Stated task -> The entries below should be output exactly as written.
-- START The records --
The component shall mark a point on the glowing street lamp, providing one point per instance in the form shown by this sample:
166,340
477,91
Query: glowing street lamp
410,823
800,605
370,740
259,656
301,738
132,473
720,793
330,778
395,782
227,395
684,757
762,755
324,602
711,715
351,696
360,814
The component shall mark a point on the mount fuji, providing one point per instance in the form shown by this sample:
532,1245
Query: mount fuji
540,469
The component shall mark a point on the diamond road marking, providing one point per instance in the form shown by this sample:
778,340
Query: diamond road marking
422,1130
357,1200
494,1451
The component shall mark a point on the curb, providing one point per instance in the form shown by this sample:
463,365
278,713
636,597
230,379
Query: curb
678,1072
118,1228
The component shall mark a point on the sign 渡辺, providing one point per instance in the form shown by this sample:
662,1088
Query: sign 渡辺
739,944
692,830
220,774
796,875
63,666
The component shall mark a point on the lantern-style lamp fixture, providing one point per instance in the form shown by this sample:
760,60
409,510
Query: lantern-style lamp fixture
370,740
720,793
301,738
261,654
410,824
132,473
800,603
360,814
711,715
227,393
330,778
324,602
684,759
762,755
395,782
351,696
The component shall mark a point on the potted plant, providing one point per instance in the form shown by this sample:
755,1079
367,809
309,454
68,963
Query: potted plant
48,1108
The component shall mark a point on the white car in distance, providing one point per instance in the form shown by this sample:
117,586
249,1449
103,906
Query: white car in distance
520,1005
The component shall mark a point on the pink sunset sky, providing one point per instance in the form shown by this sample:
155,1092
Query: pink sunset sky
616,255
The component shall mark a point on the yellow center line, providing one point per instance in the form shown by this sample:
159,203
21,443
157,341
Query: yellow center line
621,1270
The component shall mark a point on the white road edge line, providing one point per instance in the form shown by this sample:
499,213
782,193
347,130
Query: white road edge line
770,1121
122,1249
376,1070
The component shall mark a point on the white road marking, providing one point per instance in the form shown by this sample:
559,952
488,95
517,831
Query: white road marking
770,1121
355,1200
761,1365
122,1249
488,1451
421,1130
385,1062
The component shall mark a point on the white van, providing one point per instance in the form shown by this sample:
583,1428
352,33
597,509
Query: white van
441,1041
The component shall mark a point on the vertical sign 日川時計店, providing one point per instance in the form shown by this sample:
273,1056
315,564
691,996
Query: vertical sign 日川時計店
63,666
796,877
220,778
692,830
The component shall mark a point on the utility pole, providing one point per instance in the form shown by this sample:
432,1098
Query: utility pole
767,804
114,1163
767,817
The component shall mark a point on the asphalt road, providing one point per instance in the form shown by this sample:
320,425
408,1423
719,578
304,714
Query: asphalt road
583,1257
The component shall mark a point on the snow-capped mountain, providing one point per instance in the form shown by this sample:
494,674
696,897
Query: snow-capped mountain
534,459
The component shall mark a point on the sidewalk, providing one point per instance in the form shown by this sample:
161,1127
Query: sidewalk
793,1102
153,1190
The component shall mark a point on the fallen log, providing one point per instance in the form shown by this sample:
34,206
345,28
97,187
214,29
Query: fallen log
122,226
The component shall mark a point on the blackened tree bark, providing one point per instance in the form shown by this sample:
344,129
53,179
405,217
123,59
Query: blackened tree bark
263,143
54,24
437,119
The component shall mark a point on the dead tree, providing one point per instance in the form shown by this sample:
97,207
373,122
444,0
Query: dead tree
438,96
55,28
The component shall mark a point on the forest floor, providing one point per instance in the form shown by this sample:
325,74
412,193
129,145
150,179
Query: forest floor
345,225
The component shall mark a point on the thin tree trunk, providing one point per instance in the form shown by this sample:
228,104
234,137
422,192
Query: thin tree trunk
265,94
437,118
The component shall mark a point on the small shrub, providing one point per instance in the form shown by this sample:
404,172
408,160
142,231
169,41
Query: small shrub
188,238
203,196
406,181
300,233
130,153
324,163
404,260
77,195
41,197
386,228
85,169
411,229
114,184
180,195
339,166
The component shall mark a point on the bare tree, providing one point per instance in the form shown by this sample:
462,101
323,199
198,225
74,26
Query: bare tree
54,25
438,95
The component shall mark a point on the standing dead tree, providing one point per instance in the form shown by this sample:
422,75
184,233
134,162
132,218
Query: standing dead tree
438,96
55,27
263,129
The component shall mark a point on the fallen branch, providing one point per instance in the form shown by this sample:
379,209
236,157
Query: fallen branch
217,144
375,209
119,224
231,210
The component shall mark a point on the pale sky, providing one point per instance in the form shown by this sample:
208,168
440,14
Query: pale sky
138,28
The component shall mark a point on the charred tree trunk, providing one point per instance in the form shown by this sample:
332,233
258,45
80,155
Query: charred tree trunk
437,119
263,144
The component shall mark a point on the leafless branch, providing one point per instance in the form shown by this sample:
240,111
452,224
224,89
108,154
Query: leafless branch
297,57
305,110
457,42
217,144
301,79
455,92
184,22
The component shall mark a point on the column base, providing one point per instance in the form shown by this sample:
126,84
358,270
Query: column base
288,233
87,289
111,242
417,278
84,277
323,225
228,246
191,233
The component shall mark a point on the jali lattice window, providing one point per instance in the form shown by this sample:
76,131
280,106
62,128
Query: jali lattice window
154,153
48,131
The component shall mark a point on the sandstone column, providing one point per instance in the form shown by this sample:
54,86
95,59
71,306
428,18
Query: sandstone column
-- END The records --
Worked solution ->
The component shall mark a point on the glowing street lamp, providing one point per instance in the form shown by this sample:
166,340
477,91
Query: glowing street lamp
410,823
800,605
370,740
259,656
301,738
132,473
720,793
330,778
395,782
227,395
684,757
762,755
324,602
711,715
351,696
360,814
The component shall mark a point on the mount fuji, providing one point per instance in the form shown by this sample:
532,1245
Query: mount fuji
540,469
The component shall mark a point on the diamond road marking, providing one point per instance in the form shown by this sample:
778,340
Query: diamond road marking
422,1130
357,1200
494,1451
The component shall mark a point on the curb, providing one point per instance in the form shown by this sample:
463,365
278,713
636,597
230,379
Query: curb
678,1072
118,1228
The component shall mark a point on the sign 渡辺, providing one point per instance in the form shown by this sample:
662,1088
Query: sign 渡辺
739,944
692,830
220,774
796,875
63,666
The component shall mark a point on the lantern-style lamp fixture, providing one point per instance in the form shown by this sample:
760,60
409,510
Query: lantern-style lamp fixture
370,740
720,793
301,738
261,654
410,824
132,473
800,603
360,814
711,715
227,393
330,778
324,602
684,759
762,755
395,782
351,696
The component shall mark a point on the potted plant, providing one point per instance in the form shown by this sample:
755,1079
367,809
309,454
68,963
Query: potted plant
48,1108
The component shall mark a point on the white car in distance, providing one point per instance in the form shown by this sample:
117,586
249,1449
103,906
Query: white car in distance
520,1005
The component shall mark a point on the pink sunset sky, providing one point per instance in the form shown by this sample:
155,1092
Query: pink sunset sky
616,255
The component shall mark a point on the yellow center line, providing one point per instance in the form shown by this sample:
159,203
21,443
157,341
Query: yellow center line
621,1270
The component shall mark a point on the white road edge line, providing one point per instance in the form shown by this sample:
499,213
782,193
347,130
Query: white road edge line
770,1121
122,1249
376,1070
The component shall mark a point on the white road marking, providing one point per instance in the form shown by this sample:
559,952
488,95
517,831
Query: white road marking
770,1121
355,1200
761,1365
122,1249
488,1451
421,1130
385,1062
The component shall mark a point on the white van, providing one point per instance in the form shown by this sample:
583,1428
352,33
597,509
Query: white van
441,1041
The component shall mark a point on the vertical sign 日川時計店, providing one point per instance in the form shown by this sample:
273,1056
315,564
691,996
Query: vertical sign 日川時計店
63,666
796,877
220,778
692,830
The component shall mark a point on the utility pole, providing one point per instance in the form shown by this sample:
432,1098
Query: utility pole
767,804
114,1163
767,817
The component shall mark a point on the asphalt road, providing one point per instance in the form shown by this sample:
320,425
408,1423
719,578
304,714
Query: asphalt road
583,1257
The component shall mark a point on the snow-capped mountain, providing one point per instance in the form shown by this sample:
494,674
696,897
Query: snow-capped mountain
534,459
The component shall mark a point on the sidewalk, providing one point per instance in the form shown by this sample:
161,1127
Query: sidewalk
793,1102
153,1190
The component shall mark a point on the fallen log, providing one point per instance in the form shown by this sample:
34,206
345,28
97,187
214,29
Query: fallen log
122,226
The component shall mark a point on the blackened tree bark, providing one point per instance in the form shown by this sample:
344,129
53,179
405,217
123,59
Query: blackened tree bark
263,143
54,24
437,119
The component shall mark a point on the dead tree, providing one point per instance in the form shown by this sample:
97,207
373,122
444,0
Query: dead tree
438,96
55,28
The component shall mark a point on the forest floor, providing one point per instance in the form shown by this sample:
325,74
412,193
129,145
150,179
Query: forest floor
345,225
The component shall mark a point on the thin tree trunk, providing one point per instance in the form shown by this sample:
228,104
234,137
422,192
Query: thin tree trunk
265,94
437,118
The component shall mark a point on the small shrub, providing one point per instance in the form shown by this sample:
404,172
408,160
142,231
169,41
Query: small shrub
188,238
203,196
406,181
300,233
130,153
324,163
404,260
77,195
41,197
386,228
85,169
411,229
114,184
180,195
339,166
The component shall mark a point on the bare tree, providing one point per instance in the form shown by this sample:
462,101
323,199
198,225
74,26
Query: bare tree
54,25
438,95
The component shall mark a point on the standing dead tree, providing one point per instance in the form shown by this sample:
422,75
184,233
134,162
132,218
Query: standing dead tree
438,96
55,27
263,129
The component shall mark a point on the fallen branch, providing one point per instance in the form shown by this sample:
379,209
236,157
Query: fallen branch
217,144
375,209
119,224
231,210
The component shall mark a point on the pale sky, providing one point per instance in the form shown by this sample:
208,168
440,14
Query: pale sky
138,28
The component shall mark a point on the charred tree trunk, providing one point per instance in the form shown by this sample:
332,233
258,45
80,155
Query: charred tree trunk
437,119
263,144
The component shall mark a point on the leafless branch, providing one point per instance in the form shown by this sample:
240,111
452,224
224,89
108,154
Query: leafless branch
297,57
305,110
457,42
217,144
301,79
455,92
184,22
The component shall mark a point on the column base, providing one point per instance in the form shown by this sample:
126,84
358,270
Query: column base
288,233
87,289
111,242
417,278
84,277
323,225
228,246
191,233
The component shall mark a point on the jali lattice window, providing one point per instance in the form shown by this sample:
76,131
280,106
62,128
Query: jali lattice window
154,153
48,131
The component shall mark a point on the sandstone column, providing one point per instance in the form shown by this sample:
54,86
95,59
71,306
428,18
Query: sandstone column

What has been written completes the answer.